AT&T Inc. said it will pay T-Mobile US Inc. customers as much as $450 to switch services, an unusual move as the battle between the wireless rivals heats up.
T-Mobile has launched an assault on its larger rival under Chief Executive John Legere, who has taken aim at AT&T in television ads and in comments—sometimes profane—at public events. He also has put pressure on the company by eliminating lucrative carrier standbys such as contracts and high international roaming fees, while continuing to offer lower-cost unlimited data plans.
The moves by T-Mobile have helped it turn around years of customer losses and add more than a million of the industry's lucrative contract subscribers in 2013. Many of those customers came from AT&T, because the technology both carriers use is similar, making it easier for customers to switch without changing their phone.

——

** PROBLEMS AND TASKS **
1. According to the carrier article, how much will AT&T pay T-Mobile US customers to switch services?
2. From the carrier article, return the part that opens with the words containing "AT&T Inc. said" and closes with "changing their phone.".
The rows that follow the carrier article are separate material.

——

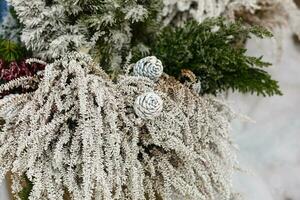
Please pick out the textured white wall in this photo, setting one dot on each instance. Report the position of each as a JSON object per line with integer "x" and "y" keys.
{"x": 270, "y": 148}
{"x": 3, "y": 191}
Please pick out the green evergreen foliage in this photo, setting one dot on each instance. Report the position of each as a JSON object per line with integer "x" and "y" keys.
{"x": 214, "y": 51}
{"x": 24, "y": 193}
{"x": 11, "y": 51}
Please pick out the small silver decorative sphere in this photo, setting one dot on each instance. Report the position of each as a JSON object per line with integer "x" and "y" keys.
{"x": 148, "y": 105}
{"x": 150, "y": 67}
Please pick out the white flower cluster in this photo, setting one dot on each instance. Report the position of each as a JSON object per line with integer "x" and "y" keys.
{"x": 77, "y": 136}
{"x": 53, "y": 28}
{"x": 148, "y": 105}
{"x": 273, "y": 12}
{"x": 179, "y": 11}
{"x": 150, "y": 67}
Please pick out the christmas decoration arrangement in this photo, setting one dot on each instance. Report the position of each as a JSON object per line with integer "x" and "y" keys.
{"x": 128, "y": 106}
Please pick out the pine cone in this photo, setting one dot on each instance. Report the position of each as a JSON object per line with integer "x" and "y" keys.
{"x": 148, "y": 105}
{"x": 150, "y": 67}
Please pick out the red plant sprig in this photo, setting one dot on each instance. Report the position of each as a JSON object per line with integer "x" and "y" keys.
{"x": 13, "y": 70}
{"x": 16, "y": 69}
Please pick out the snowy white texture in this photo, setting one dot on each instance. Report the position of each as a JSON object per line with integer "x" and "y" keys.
{"x": 148, "y": 105}
{"x": 197, "y": 87}
{"x": 269, "y": 148}
{"x": 150, "y": 67}
{"x": 9, "y": 29}
{"x": 78, "y": 133}
{"x": 178, "y": 11}
{"x": 53, "y": 28}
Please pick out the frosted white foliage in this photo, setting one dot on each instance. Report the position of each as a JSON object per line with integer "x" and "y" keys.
{"x": 78, "y": 135}
{"x": 53, "y": 28}
{"x": 9, "y": 28}
{"x": 150, "y": 67}
{"x": 148, "y": 105}
{"x": 197, "y": 87}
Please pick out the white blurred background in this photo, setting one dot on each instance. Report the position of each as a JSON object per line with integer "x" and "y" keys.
{"x": 269, "y": 148}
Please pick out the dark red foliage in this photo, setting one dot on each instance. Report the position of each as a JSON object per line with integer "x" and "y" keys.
{"x": 13, "y": 70}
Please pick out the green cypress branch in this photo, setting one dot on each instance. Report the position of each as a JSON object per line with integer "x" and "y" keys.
{"x": 214, "y": 51}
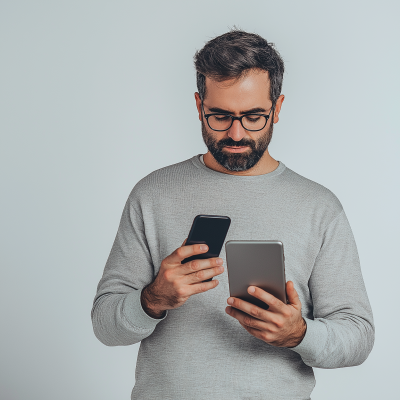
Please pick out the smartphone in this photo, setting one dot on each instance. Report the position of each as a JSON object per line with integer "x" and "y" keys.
{"x": 259, "y": 263}
{"x": 210, "y": 230}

——

** RESPONSES PER TASK **
1. As much as $450.

2.
AT&T Inc. said it will pay T-Mobile US Inc. customers as much as $450 to switch services, an unusual move as the battle between the wireless rivals heats up.
T-Mobile has launched an assault on its larger rival under Chief Executive John Legere, who has taken aim at AT&T in television ads and in comments—sometimes profane—at public events. He also has put pressure on the company by eliminating lucrative carrier standbys such as contracts and high international roaming fees, while continuing to offer lower-cost unlimited data plans.
The moves by T-Mobile have helped it turn around years of customer losses and add more than a million of the industry's lucrative contract subscribers in 2013. Many of those customers came from AT&T, because the technology both carriers use is similar, making it easier for customers to switch without changing their phone.